Written task. Output exactly the lines between the line that contains "Mark the treeline" and the last line of the material, counting both.

***** Provided entries

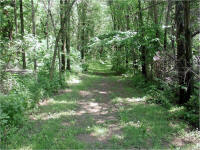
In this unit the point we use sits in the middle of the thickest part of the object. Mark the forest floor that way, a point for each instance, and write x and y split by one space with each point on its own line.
101 111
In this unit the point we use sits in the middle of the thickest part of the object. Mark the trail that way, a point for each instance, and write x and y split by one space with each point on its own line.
99 112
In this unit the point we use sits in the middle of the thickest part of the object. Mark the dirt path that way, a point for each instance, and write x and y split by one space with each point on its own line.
100 112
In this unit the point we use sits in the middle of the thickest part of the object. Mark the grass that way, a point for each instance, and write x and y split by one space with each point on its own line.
99 112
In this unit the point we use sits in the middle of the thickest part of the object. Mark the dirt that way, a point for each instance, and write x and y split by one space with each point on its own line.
96 104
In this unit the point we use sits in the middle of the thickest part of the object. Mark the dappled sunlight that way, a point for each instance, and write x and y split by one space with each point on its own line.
136 124
74 80
92 107
26 148
128 100
176 109
62 102
99 131
47 116
85 93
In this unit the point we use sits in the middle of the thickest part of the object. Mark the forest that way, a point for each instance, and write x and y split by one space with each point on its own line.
99 74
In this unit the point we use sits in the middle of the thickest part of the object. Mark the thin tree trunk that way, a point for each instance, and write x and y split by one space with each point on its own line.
62 22
22 34
15 16
180 50
143 48
47 24
188 49
34 32
68 43
166 24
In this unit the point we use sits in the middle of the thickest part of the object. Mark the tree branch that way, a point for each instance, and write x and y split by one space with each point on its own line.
195 33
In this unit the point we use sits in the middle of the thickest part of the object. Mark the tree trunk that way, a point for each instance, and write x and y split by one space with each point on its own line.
166 24
180 50
15 17
22 34
62 22
143 48
34 32
68 43
188 49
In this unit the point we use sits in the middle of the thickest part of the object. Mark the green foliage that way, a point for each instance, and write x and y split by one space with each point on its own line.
158 96
25 93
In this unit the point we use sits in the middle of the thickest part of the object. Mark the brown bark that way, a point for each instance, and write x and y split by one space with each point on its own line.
15 17
62 22
180 50
188 49
22 33
34 31
166 24
143 48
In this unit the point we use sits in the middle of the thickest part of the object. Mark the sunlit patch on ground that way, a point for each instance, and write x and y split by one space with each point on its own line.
74 80
85 93
128 100
47 116
102 112
26 148
99 131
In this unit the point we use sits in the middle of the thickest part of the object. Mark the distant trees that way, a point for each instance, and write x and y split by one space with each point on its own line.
22 33
184 51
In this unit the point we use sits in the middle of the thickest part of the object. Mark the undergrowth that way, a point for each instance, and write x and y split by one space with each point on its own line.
25 92
164 94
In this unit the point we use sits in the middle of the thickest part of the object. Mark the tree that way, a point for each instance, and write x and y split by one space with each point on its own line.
22 33
33 31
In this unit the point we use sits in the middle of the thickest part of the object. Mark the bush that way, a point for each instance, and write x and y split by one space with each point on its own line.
25 92
158 96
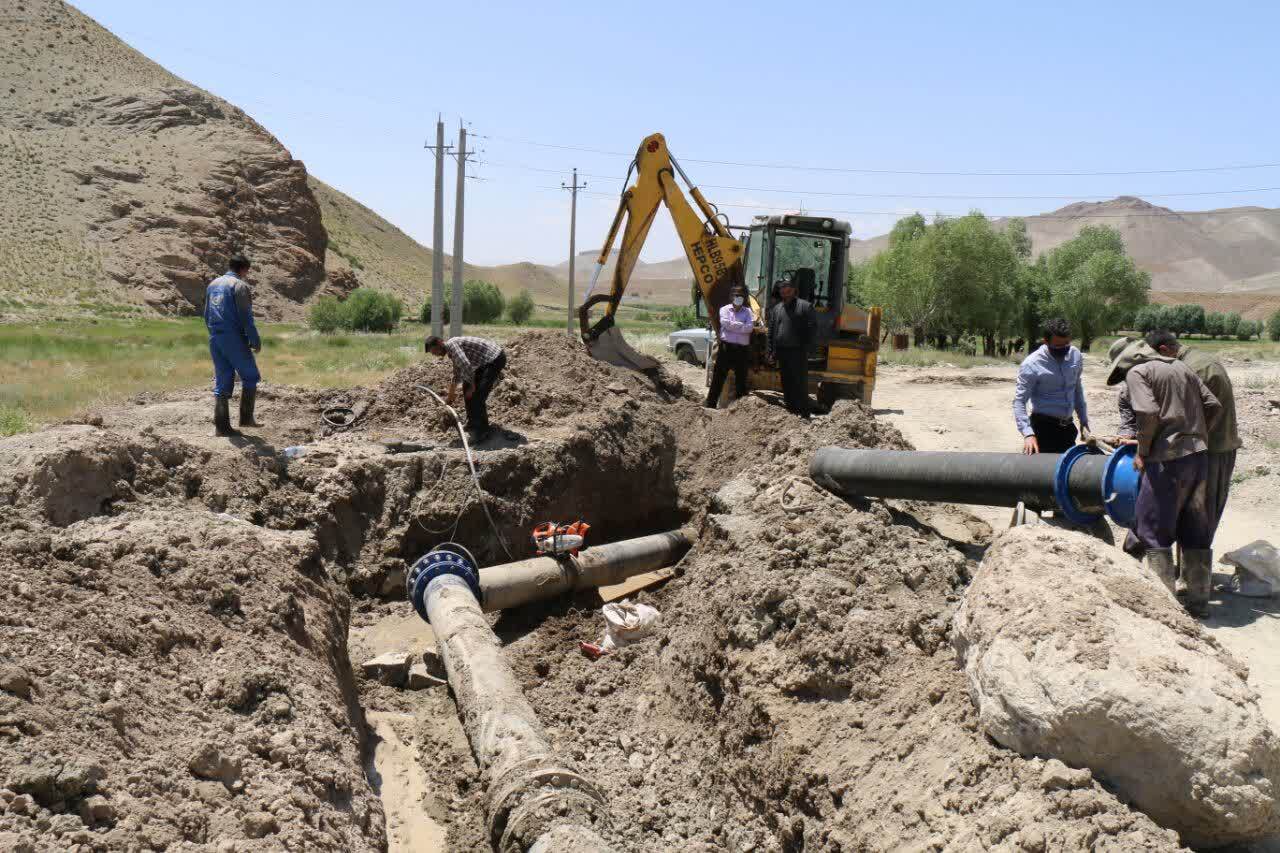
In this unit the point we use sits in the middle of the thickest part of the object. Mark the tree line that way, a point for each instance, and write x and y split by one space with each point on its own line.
1193 319
369 310
959 277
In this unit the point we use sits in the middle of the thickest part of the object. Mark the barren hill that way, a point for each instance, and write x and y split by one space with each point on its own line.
1225 252
123 183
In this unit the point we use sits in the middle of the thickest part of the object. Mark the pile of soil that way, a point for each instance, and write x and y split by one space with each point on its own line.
169 675
800 693
176 667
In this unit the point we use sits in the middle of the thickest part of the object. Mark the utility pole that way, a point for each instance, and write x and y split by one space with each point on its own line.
456 310
572 241
438 235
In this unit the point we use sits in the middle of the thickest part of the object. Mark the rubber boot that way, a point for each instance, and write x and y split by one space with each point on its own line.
223 418
1198 573
248 396
1160 562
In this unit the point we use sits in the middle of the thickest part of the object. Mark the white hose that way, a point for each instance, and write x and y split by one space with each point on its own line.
475 478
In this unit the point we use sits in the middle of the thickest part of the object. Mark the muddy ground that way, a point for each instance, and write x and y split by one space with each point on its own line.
177 653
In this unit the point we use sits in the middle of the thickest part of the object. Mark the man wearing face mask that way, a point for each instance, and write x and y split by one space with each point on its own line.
735 346
1051 381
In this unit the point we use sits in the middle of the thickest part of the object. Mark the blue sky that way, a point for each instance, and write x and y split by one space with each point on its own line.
353 90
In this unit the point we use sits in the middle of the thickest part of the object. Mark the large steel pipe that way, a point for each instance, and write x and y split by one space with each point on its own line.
534 801
1080 484
539 578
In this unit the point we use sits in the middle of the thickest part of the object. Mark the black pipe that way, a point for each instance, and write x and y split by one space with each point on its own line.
988 479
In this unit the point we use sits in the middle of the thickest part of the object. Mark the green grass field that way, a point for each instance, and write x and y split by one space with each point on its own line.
53 370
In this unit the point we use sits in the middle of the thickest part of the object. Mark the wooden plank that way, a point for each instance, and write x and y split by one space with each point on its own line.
635 584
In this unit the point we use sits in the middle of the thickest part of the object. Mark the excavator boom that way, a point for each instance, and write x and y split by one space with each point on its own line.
714 254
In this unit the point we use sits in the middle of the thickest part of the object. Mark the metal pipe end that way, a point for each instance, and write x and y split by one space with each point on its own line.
442 560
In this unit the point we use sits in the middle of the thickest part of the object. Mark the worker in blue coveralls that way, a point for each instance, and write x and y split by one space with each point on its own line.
232 342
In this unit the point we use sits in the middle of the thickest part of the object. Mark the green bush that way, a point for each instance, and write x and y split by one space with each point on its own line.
364 310
481 302
684 318
521 308
13 420
425 314
325 314
369 310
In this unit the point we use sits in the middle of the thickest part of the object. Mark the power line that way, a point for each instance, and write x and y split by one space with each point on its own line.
981 173
897 195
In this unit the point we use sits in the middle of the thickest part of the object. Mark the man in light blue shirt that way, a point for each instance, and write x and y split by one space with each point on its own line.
1051 381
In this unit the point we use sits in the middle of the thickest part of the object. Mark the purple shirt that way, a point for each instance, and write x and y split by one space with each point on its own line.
736 324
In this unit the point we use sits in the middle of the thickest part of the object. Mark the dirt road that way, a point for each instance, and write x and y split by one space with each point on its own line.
969 410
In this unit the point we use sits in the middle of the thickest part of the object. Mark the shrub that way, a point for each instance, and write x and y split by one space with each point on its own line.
521 308
325 314
481 302
369 310
684 318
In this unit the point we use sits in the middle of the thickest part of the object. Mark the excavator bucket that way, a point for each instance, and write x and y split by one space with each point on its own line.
613 349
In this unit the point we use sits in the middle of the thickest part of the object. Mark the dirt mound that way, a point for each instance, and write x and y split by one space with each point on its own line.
176 676
801 693
549 382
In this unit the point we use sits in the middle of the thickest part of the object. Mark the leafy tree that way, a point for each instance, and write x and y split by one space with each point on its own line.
1189 319
1093 283
521 308
1147 319
684 318
369 310
1232 324
325 314
1214 324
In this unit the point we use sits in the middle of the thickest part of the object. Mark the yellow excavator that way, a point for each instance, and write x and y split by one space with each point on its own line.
812 251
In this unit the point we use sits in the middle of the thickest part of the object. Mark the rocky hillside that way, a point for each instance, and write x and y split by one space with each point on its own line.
1233 250
122 183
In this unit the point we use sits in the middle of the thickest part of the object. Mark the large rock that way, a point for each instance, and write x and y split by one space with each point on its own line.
1074 652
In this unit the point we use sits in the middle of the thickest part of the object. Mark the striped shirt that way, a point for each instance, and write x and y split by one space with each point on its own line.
469 355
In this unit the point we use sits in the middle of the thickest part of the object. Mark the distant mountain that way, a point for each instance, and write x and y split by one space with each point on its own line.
1233 250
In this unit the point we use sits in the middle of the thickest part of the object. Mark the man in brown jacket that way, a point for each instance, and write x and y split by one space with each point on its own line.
1170 415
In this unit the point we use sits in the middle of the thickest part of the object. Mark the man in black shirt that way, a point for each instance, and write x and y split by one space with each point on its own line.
791 331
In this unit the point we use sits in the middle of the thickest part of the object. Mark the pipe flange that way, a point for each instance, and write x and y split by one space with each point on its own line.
437 562
1061 489
1120 484
531 788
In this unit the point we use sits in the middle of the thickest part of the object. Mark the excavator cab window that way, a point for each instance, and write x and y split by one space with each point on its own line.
812 261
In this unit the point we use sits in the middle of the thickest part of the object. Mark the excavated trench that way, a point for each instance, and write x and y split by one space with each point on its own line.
178 647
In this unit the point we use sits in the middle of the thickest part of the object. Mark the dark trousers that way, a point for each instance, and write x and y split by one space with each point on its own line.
485 378
1171 505
728 356
1217 486
794 372
1054 434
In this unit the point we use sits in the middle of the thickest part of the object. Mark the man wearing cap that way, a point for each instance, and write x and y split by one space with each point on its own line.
791 331
1052 381
736 322
1169 413
233 340
1224 439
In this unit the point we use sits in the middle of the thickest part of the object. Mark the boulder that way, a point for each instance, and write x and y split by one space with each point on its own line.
1073 651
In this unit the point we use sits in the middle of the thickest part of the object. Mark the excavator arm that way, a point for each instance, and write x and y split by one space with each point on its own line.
714 255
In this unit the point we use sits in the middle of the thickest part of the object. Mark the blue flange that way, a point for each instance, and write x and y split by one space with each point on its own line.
1063 495
1120 483
442 560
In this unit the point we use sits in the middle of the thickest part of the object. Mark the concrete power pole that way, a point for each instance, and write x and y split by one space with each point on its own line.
572 241
456 310
438 235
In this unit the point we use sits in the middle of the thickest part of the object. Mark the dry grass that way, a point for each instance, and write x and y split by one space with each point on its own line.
50 372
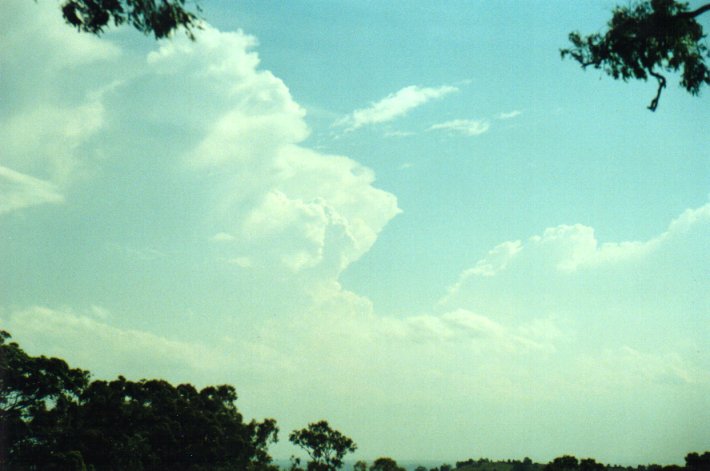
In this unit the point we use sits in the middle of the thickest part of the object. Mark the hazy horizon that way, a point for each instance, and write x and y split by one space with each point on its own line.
413 220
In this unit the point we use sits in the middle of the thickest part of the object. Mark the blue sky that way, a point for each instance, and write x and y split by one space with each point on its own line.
411 219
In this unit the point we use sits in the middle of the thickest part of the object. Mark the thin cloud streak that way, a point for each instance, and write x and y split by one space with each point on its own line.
394 106
468 127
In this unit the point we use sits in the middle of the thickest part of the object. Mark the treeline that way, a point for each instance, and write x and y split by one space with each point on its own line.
694 462
55 418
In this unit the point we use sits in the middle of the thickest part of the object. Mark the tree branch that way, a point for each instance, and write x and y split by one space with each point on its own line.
697 12
661 85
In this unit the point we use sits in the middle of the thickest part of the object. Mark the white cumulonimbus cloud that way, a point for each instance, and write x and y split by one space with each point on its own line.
394 106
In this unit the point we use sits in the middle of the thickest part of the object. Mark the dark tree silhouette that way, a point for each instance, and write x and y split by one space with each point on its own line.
53 418
325 446
646 39
385 464
157 17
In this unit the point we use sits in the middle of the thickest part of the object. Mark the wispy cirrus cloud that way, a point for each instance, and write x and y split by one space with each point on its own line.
394 106
509 114
468 127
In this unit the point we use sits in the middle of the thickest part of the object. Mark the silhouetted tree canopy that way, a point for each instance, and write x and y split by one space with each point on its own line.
385 464
157 17
326 447
646 39
52 418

**********

The completed task.
In this unit the point we use sits in the middle of the thickest part of the object. Mark the treeline that way, a point for each instance, and write x and y split by one space with each point on its own line.
694 462
55 418
In this unit the point we use sits in the middle of the thickest part of the object. Mark the tree branch that way, a point for each instance, and write x and y split by one space with each point on its own line.
697 12
661 85
In this unit the point we use sits in the middle of the thickest part of the object. Mark the white cumulonimbus cloud that way, a point for each instance, and write x and y split by one space with each point on its own line.
394 106
In this unit the point we use sits in the middle of the thickest part of the object. Mark the dark tree silhouette that way, a point for each instance, and write x and y split by one space with each point on its own line.
53 418
325 446
646 39
385 464
157 17
In this unit the point we use sits in the middle of the thickest part of the object. Mark the wispy cirrus cloud that way, a point for each instance, and write x and y split by one space with each point on its own line.
394 106
509 114
468 127
In this unit the point we use sits in the middle of the thickest part of the object. Mark the silhouetted tree canopy that way, a point for each instance, and write x and y split by one space with each point on its own line.
385 464
157 17
326 447
646 39
52 418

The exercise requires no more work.